■ **WHAT IS BEING ASKED**
Extract the data exactly, missing nothing.

■ **Region pointing data**
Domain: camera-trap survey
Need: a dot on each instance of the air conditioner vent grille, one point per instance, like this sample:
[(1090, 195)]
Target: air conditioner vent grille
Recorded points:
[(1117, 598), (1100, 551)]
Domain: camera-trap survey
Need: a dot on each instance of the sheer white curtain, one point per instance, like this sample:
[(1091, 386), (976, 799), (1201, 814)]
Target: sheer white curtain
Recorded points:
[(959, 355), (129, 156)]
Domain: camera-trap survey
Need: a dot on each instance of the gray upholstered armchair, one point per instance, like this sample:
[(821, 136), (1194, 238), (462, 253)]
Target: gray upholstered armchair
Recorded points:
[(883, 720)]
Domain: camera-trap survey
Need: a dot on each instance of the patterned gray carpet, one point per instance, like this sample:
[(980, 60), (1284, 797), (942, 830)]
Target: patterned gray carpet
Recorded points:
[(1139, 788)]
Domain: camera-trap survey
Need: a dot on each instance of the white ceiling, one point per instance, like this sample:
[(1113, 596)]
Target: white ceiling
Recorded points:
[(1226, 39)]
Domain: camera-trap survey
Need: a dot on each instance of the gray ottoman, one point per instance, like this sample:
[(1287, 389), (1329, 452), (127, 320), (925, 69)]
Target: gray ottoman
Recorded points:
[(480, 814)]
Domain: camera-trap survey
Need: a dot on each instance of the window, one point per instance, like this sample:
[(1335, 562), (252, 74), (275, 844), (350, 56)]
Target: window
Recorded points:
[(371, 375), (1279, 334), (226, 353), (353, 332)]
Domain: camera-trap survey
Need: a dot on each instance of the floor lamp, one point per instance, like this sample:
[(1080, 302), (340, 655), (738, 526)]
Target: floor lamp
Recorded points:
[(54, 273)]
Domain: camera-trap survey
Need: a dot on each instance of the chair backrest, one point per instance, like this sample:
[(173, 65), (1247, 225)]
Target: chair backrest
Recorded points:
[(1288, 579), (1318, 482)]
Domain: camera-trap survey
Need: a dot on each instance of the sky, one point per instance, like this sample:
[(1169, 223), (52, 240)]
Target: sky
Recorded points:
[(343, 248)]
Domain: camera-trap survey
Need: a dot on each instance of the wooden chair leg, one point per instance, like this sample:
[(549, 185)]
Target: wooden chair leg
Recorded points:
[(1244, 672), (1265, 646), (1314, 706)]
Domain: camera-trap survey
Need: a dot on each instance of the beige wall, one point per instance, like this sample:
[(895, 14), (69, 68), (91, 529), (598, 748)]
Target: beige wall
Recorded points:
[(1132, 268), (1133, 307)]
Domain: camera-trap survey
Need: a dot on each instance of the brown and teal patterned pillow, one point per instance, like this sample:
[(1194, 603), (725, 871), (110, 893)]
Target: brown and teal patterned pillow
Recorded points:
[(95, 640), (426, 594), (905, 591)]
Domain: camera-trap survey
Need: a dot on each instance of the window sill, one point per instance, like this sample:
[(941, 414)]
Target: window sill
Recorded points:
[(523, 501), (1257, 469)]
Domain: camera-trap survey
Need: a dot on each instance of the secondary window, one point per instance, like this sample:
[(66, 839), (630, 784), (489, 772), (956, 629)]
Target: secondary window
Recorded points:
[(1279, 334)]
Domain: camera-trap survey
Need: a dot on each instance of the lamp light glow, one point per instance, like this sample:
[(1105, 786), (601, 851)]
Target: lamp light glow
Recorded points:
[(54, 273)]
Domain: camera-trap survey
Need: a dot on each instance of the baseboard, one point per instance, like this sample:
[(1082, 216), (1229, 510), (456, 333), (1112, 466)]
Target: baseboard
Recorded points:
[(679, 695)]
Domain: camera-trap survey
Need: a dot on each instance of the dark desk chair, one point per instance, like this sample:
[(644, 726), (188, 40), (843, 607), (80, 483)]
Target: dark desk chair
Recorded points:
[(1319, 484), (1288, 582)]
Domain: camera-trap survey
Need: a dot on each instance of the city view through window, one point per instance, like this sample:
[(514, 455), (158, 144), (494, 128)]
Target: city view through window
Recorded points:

■ **REPLY TO THE EXERCISE**
Domain: camera-trap survey
Need: a dot on each instance of the air conditioner vent grille, one point per instance, like this sample:
[(1090, 195)]
Target: air conditioner vent grille
Recorded points:
[(1117, 598), (1100, 551)]
Domain: camera-trap survey
Need: a dot on each instance of the sheer white curtain, one point per instance, like this sample:
[(1091, 386), (976, 799), (1201, 814)]
Target: sheer white curtain
Recorded points:
[(959, 355), (129, 156)]
Domain: camera-trap survey
Need: a dot on each instance of the gray upholstered armchair, one point per instance, like this sample:
[(821, 136), (1194, 238), (462, 253)]
Target: gray upholstered armchair
Recorded points:
[(883, 720)]
Domain: camera-trap survey
Need: a dot on each instance of the patterned gray carpet, one point per instance, like this sample:
[(980, 60), (1284, 797), (942, 830)]
Target: patterned gray carpet
Recorded points:
[(1139, 788)]
Domain: camera-trap survey
Need: a dot on each instance of the white ceiling, one point per instance, like this sample:
[(1113, 596)]
Target: white ceiling
Recorded points:
[(1226, 39)]
Domain: camera-trap survey
Need: a dot on each instance of the gray ottoman, one point per instance, like this sample:
[(1287, 389), (1329, 452), (127, 320), (925, 69)]
Target: gray ottoman
Recorded points:
[(480, 814)]
Domain: camera-trap survey
Need: a dot on each instance of the window, one point per instance, like this sample:
[(1335, 562), (252, 74), (275, 844), (350, 56)]
Target: window
Recorded points:
[(371, 375), (1279, 334), (226, 353), (353, 332)]
Domain: camera-trap survey
Need: a dot on each instance of the floor lamp, one point per instance, like this sample:
[(1080, 302), (340, 655), (738, 526)]
Target: floor lamp
Recorded points:
[(54, 273)]
Domain: camera-trap survey
Need: a dot on each instance of the chair backrest, one point per instance, like this sample:
[(173, 65), (1247, 225)]
Target: chair backrest
Recorded points:
[(1288, 579), (1318, 482)]
Domain: camera-trap survey
Need: a dot on each instance of the sky, one point per instance, like this sample:
[(1169, 223), (52, 240)]
Target: sky
Recorded points:
[(343, 248)]
Domain: camera-trap survey
Need: a dot on each instance of the wooden chair leg, one point per instance, like this sample:
[(549, 185)]
Target: wooden chair leg
Recorded points:
[(1244, 672), (1265, 646), (1314, 706)]
Domain: camera-trap survey
Need: a dot on each instance of the beige wall, one point per instance, like this sample:
[(895, 14), (69, 68), (91, 529), (598, 748)]
Target: beige wall
Recorded points:
[(1132, 268), (1133, 307)]
Domain: camera-trap survey
Need: a dot on each instance of the brown and teal patterned pillow, one point per instance, like this sample:
[(1194, 603), (725, 871), (110, 893)]
Target: brown and teal patterned pillow
Recorded points:
[(95, 640), (426, 594), (905, 591)]
Domain: camera-trap survey
Need: a dot on each instance of the window sill, one point per instance, like this sample:
[(941, 414)]
Target: window sill
Recorded points:
[(523, 501), (1257, 469)]
Domain: camera-trap survey
Need: a dot on each instance of the secondary window, one point per instance, like this sample:
[(66, 839), (630, 784), (489, 772), (956, 629)]
Target: secondary window
Recorded points:
[(1279, 334)]
Domain: camera-trap survey
Need: a dot on each instance of the lamp light glow, one point per instance, like this sample:
[(1105, 786), (601, 851)]
Target: lamp light glow
Recorded points:
[(54, 273)]
Domain: camera-trap survey
Need: a dot on each instance of the baseboard, one point per instance, like this sample:
[(1082, 216), (1229, 510), (456, 333), (1112, 466)]
Target: baseboard
Recorded points:
[(679, 695)]
Domain: camera-trap survey
Need: a dot on each instance of the dark desk chair, one point per instance, like this sample:
[(644, 726), (188, 40), (843, 607), (80, 483)]
Target: dark desk chair
Recorded points:
[(1319, 484), (1288, 582)]
Domain: camera-trap survey
Need: a dot on each instance of the city view through window, one point per instance, like this sample:
[(514, 455), (158, 144), (494, 128)]
Target: city view through window
Recorded points:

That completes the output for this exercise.